[Recorded data]
--*--

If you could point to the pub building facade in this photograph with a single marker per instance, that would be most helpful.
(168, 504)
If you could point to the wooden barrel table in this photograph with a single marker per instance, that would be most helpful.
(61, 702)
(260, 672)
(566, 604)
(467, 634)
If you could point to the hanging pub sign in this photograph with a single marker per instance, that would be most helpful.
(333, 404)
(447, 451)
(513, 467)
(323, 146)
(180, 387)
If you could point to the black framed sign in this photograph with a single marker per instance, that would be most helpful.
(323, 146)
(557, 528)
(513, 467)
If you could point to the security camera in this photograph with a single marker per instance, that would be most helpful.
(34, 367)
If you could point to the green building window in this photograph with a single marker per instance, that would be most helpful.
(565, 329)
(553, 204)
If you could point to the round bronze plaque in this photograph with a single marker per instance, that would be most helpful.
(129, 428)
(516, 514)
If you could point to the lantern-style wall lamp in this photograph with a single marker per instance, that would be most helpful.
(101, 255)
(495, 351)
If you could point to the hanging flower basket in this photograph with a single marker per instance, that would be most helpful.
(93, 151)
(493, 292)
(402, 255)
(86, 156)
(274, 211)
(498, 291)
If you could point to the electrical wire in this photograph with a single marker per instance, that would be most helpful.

--*--

Rescale the records above by writing out every line again, request lines included. Multiply each point coordinate in the answers by 0.35 and round it to a whole number, with halves rounding up.

If you could point to the pub building facade in this photograph with a single marker per instance, that would be most helpful.
(59, 176)
If you could point to the wooden barrel table in this photograph with a single marker per instance, that would be most helpful.
(21, 246)
(91, 235)
(198, 211)
(163, 222)
If you could point to the hanging pub sign in this photograph with a single marker per instance, that would be most helpful.
(117, 141)
(156, 158)
(180, 163)
(113, 51)
(63, 135)
If you could point to the black framed sign in this photograph with a single marker per instance, that would be most helpful.
(113, 51)
(195, 185)
(180, 163)
If you could point to the security camera in this photograph with a single marker per instance, that would be most helpful.
(12, 128)
If you could point to the green building window in this photograph with a single marker per instance, that would be most helpful.
(198, 115)
(194, 71)
If you could point to the round bronze plaque in this photograph with a single marker per instance, that would be most helpful.
(45, 150)
(181, 180)
If you could point to the lantern-style wall lamp in this photograph with a single marker per instance, that would be most helpful.
(35, 89)
(173, 123)
If you could point to the hanging flower basket in this photograph with a single marker per instance, that would be most helpful.
(33, 53)
(173, 102)
(141, 89)
(30, 55)
(96, 74)
(174, 102)
If you could point to the electrical wire in this photograph with a single marker per instance, that would be most helpful.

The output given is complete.